• To do: All entries given below are to be returned word for word.

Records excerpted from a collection
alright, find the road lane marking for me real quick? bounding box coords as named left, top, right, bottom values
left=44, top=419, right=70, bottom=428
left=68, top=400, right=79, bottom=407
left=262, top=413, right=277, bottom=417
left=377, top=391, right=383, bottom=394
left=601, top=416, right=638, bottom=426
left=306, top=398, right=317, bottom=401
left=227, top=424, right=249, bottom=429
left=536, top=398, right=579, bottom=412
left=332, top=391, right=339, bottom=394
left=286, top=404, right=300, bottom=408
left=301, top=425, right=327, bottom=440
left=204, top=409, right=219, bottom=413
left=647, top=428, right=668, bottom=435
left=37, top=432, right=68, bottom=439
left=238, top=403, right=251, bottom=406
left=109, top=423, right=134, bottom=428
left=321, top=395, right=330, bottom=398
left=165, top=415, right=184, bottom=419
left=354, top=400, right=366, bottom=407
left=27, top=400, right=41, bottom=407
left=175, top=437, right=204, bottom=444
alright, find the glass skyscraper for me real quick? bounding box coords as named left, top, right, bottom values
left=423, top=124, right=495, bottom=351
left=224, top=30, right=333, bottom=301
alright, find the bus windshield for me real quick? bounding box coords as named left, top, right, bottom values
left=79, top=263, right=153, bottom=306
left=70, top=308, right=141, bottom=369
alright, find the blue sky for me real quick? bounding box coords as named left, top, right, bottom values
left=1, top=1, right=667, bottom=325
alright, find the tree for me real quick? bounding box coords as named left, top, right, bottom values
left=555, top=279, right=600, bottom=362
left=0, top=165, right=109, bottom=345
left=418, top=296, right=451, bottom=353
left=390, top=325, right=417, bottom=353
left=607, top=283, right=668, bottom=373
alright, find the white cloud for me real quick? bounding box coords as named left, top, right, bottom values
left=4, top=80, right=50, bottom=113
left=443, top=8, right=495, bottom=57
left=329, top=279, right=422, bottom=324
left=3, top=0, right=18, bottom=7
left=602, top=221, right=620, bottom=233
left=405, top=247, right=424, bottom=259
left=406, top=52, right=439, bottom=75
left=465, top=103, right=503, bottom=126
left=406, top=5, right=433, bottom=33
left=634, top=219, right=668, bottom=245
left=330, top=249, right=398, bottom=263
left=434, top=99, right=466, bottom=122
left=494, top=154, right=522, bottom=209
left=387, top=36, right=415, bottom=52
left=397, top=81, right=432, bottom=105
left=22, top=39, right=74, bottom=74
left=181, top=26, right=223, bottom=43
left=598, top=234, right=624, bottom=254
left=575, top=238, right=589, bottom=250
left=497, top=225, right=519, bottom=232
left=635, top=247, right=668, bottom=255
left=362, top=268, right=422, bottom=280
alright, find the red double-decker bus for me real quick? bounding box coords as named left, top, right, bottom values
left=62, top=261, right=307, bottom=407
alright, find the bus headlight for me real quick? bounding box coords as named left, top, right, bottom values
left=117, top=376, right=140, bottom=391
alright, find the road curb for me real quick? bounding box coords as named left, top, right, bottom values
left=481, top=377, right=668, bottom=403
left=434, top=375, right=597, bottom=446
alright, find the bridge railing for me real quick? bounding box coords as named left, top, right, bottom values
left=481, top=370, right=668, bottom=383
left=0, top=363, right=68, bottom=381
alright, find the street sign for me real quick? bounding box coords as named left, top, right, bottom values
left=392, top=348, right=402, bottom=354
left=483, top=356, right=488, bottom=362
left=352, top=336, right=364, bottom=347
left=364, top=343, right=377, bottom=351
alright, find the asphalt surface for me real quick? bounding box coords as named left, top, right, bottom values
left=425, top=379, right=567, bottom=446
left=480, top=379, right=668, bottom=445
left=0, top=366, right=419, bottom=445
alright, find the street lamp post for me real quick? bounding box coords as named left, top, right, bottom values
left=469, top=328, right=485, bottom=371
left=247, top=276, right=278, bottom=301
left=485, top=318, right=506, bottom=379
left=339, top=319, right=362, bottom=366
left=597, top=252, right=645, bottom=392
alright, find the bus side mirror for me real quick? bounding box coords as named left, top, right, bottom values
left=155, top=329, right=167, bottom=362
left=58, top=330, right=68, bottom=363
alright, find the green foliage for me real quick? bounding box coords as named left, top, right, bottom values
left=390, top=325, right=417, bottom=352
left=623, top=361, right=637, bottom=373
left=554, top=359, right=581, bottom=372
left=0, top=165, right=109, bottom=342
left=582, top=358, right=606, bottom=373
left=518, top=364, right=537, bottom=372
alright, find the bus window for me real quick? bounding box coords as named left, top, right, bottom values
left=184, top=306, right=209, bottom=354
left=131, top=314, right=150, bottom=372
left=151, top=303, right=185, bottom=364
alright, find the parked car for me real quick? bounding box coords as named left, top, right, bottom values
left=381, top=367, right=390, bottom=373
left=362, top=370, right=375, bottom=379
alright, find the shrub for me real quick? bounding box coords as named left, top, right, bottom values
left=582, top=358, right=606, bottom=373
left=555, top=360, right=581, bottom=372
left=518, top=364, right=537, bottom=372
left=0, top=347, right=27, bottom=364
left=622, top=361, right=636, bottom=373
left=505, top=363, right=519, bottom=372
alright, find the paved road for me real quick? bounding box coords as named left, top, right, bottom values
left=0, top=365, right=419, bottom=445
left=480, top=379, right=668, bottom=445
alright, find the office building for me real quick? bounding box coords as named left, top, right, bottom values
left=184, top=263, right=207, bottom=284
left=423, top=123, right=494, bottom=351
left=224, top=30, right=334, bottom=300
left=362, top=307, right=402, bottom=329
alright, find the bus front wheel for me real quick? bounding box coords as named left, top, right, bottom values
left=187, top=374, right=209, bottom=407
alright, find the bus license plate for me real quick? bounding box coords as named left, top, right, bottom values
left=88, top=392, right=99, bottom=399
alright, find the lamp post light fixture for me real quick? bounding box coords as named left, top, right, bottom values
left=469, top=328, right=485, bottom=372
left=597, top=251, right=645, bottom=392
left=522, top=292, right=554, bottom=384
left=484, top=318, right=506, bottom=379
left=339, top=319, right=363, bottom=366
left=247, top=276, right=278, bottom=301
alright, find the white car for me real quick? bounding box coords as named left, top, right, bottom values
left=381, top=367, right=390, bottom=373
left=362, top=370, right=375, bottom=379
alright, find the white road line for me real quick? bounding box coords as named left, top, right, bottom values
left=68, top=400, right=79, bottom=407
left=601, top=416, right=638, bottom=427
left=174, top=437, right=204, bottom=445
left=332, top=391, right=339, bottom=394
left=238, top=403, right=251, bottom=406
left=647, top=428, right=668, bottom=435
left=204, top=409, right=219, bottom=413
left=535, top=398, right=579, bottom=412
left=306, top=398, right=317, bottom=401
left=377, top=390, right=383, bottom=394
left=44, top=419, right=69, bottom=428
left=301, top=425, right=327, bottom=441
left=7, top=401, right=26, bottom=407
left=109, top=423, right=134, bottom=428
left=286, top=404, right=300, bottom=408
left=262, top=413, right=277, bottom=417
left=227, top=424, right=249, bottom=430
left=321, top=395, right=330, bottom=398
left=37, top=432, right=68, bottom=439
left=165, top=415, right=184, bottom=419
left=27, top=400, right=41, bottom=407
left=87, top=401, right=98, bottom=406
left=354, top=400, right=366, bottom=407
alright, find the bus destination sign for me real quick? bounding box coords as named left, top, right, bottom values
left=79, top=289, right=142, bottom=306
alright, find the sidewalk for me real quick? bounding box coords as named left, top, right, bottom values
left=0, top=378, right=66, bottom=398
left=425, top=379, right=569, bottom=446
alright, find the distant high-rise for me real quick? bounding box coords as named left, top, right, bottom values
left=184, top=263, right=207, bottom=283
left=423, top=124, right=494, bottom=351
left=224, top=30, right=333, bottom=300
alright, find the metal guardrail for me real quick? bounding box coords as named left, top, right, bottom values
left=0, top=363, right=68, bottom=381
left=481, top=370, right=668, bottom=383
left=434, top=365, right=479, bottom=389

• Output for this task:
alright, find the road lane marking for me real quick? bounding box coords as named left, top, right, bottom values
left=44, top=419, right=70, bottom=428
left=68, top=400, right=79, bottom=407
left=262, top=413, right=277, bottom=417
left=377, top=391, right=383, bottom=394
left=601, top=416, right=638, bottom=426
left=306, top=398, right=317, bottom=401
left=227, top=424, right=249, bottom=429
left=536, top=398, right=579, bottom=412
left=332, top=391, right=339, bottom=394
left=286, top=404, right=300, bottom=408
left=301, top=425, right=327, bottom=440
left=204, top=409, right=219, bottom=413
left=647, top=428, right=668, bottom=435
left=37, top=432, right=68, bottom=439
left=238, top=403, right=251, bottom=406
left=109, top=423, right=134, bottom=428
left=321, top=395, right=330, bottom=398
left=165, top=415, right=184, bottom=419
left=354, top=400, right=366, bottom=407
left=27, top=400, right=41, bottom=407
left=175, top=437, right=204, bottom=444
alright, find the glass skyscraper for me real quick? bounding box coords as named left, top, right, bottom values
left=423, top=124, right=495, bottom=351
left=224, top=30, right=333, bottom=301
alright, find the bus windshield for me real quick? bounding box coords as named left, top, right, bottom values
left=79, top=263, right=153, bottom=306
left=70, top=308, right=141, bottom=369
alright, find the blue sky for me real quick? bounding box coords as named left, top, right, bottom values
left=1, top=1, right=667, bottom=325
alright, find the tree for me real quick? bounding box coords as named left, top, right, bottom values
left=555, top=279, right=600, bottom=362
left=0, top=165, right=109, bottom=345
left=418, top=296, right=451, bottom=353
left=390, top=325, right=417, bottom=353
left=607, top=283, right=668, bottom=373
alright, find the white cloud for me real quick? bounding box coords as named left, top, right, bottom values
left=4, top=80, right=50, bottom=113
left=443, top=8, right=495, bottom=57
left=329, top=279, right=422, bottom=324
left=3, top=0, right=18, bottom=7
left=602, top=221, right=620, bottom=233
left=405, top=247, right=424, bottom=259
left=406, top=52, right=439, bottom=75
left=465, top=103, right=503, bottom=126
left=406, top=5, right=433, bottom=33
left=634, top=219, right=668, bottom=245
left=330, top=249, right=398, bottom=263
left=434, top=99, right=466, bottom=122
left=494, top=154, right=522, bottom=209
left=387, top=36, right=415, bottom=52
left=397, top=81, right=432, bottom=105
left=22, top=39, right=74, bottom=74
left=181, top=26, right=223, bottom=43
left=598, top=234, right=624, bottom=254
left=575, top=238, right=589, bottom=250
left=497, top=225, right=519, bottom=232
left=635, top=247, right=668, bottom=255
left=362, top=268, right=422, bottom=280
alright, find the red double-decker bus for me real quick? bounding box coords as named left, top, right, bottom values
left=62, top=261, right=307, bottom=407
alright, find the bus headlight for me real quick? bounding box coords as named left, top, right, bottom values
left=117, top=376, right=140, bottom=391
alright, find the road curb for me real quick? bounding box coords as named left, top, right, bottom values
left=481, top=377, right=668, bottom=403
left=434, top=375, right=597, bottom=446
alright, find the bridge railing for me real quick? bounding box coords as named left, top, right, bottom values
left=481, top=370, right=668, bottom=383
left=0, top=363, right=68, bottom=381
alright, find the street sign for me real quick? bounding box coords as named left, top, right, bottom values
left=392, top=348, right=402, bottom=354
left=483, top=356, right=488, bottom=362
left=352, top=336, right=364, bottom=347
left=364, top=343, right=377, bottom=351
alright, find the asphalt surface for me real quick? bounding box coords as named left, top, right, bottom values
left=425, top=379, right=567, bottom=446
left=480, top=379, right=668, bottom=445
left=0, top=366, right=419, bottom=445
alright, find the street lamp post for me real quick? bounding box coords as named left, top, right, bottom values
left=469, top=328, right=485, bottom=371
left=247, top=276, right=278, bottom=301
left=485, top=318, right=506, bottom=379
left=339, top=319, right=362, bottom=366
left=597, top=252, right=645, bottom=392
alright, find the bus side mirror for me real quick? bounding box coords as named left, top, right, bottom values
left=155, top=329, right=167, bottom=362
left=58, top=330, right=68, bottom=363
alright, find the green foliage for me real quick? bounding box coords as named left, top, right, bottom values
left=390, top=325, right=417, bottom=352
left=623, top=361, right=637, bottom=373
left=554, top=359, right=581, bottom=372
left=0, top=165, right=109, bottom=342
left=582, top=358, right=606, bottom=373
left=518, top=364, right=537, bottom=372
alright, find the bus window for me real quick? bounding box coords as named left, top, right, bottom values
left=184, top=306, right=209, bottom=354
left=131, top=314, right=150, bottom=372
left=151, top=303, right=185, bottom=364
alright, find the parked car for me real quick? bounding box coords as named left, top, right, bottom values
left=381, top=367, right=390, bottom=373
left=362, top=370, right=375, bottom=379
alright, find the shrub for me real quick? bounding box coords as named left, top, right, bottom values
left=582, top=358, right=606, bottom=373
left=555, top=360, right=581, bottom=372
left=518, top=364, right=537, bottom=372
left=0, top=347, right=27, bottom=364
left=622, top=361, right=636, bottom=373
left=505, top=363, right=519, bottom=372
alright, find the paved road for me real quick? bounding box coords as named left, top, right, bottom values
left=0, top=365, right=419, bottom=445
left=480, top=379, right=668, bottom=445
alright, find the office building for me real quick? bounding box coords as named left, top, right, bottom values
left=184, top=263, right=207, bottom=284
left=423, top=123, right=494, bottom=351
left=224, top=30, right=334, bottom=300
left=362, top=307, right=402, bottom=329
alright, find the bus front wheel for me real quick? bounding box coords as named left, top, right, bottom values
left=187, top=374, right=209, bottom=407
alright, find the bus license plate for me real quick? bounding box coords as named left, top, right, bottom values
left=88, top=392, right=99, bottom=399
alright, find the lamp post light fixture for me real quick? bounding box coords as named left, top, right, bottom values
left=469, top=328, right=485, bottom=372
left=597, top=251, right=645, bottom=392
left=522, top=292, right=554, bottom=384
left=484, top=318, right=506, bottom=379
left=339, top=319, right=363, bottom=366
left=247, top=276, right=278, bottom=301
alright, find the white car for me real quick? bounding box coords as named left, top, right, bottom values
left=381, top=367, right=390, bottom=373
left=362, top=370, right=375, bottom=379
alright, find the white road line for me real quick? bounding box coords as named left, top, right, bottom values
left=68, top=400, right=79, bottom=407
left=601, top=416, right=638, bottom=427
left=174, top=437, right=204, bottom=445
left=332, top=391, right=339, bottom=394
left=238, top=403, right=251, bottom=406
left=647, top=428, right=668, bottom=435
left=204, top=409, right=219, bottom=413
left=535, top=398, right=579, bottom=412
left=306, top=398, right=317, bottom=401
left=377, top=390, right=383, bottom=394
left=44, top=419, right=69, bottom=428
left=301, top=425, right=327, bottom=441
left=7, top=401, right=26, bottom=407
left=109, top=423, right=134, bottom=428
left=286, top=404, right=300, bottom=408
left=262, top=413, right=277, bottom=417
left=227, top=424, right=249, bottom=430
left=321, top=395, right=330, bottom=398
left=37, top=432, right=68, bottom=439
left=165, top=415, right=184, bottom=419
left=27, top=400, right=41, bottom=407
left=87, top=401, right=98, bottom=406
left=354, top=400, right=366, bottom=407
alright, find the bus destination sign for me real quick? bounding box coords as named left, top, right, bottom values
left=79, top=289, right=142, bottom=306
alright, find the sidewalk for me real quick? bounding box coords as named left, top, right, bottom values
left=0, top=378, right=66, bottom=398
left=425, top=379, right=569, bottom=446
alright, find the distant high-rise for me real quick? bounding box coords as named left, top, right, bottom values
left=184, top=263, right=207, bottom=283
left=423, top=124, right=494, bottom=351
left=224, top=30, right=333, bottom=300
alright, find the metal guardrail for me real quick? bounding box coords as named left, top, right, bottom values
left=0, top=363, right=68, bottom=381
left=481, top=370, right=668, bottom=383
left=434, top=365, right=479, bottom=389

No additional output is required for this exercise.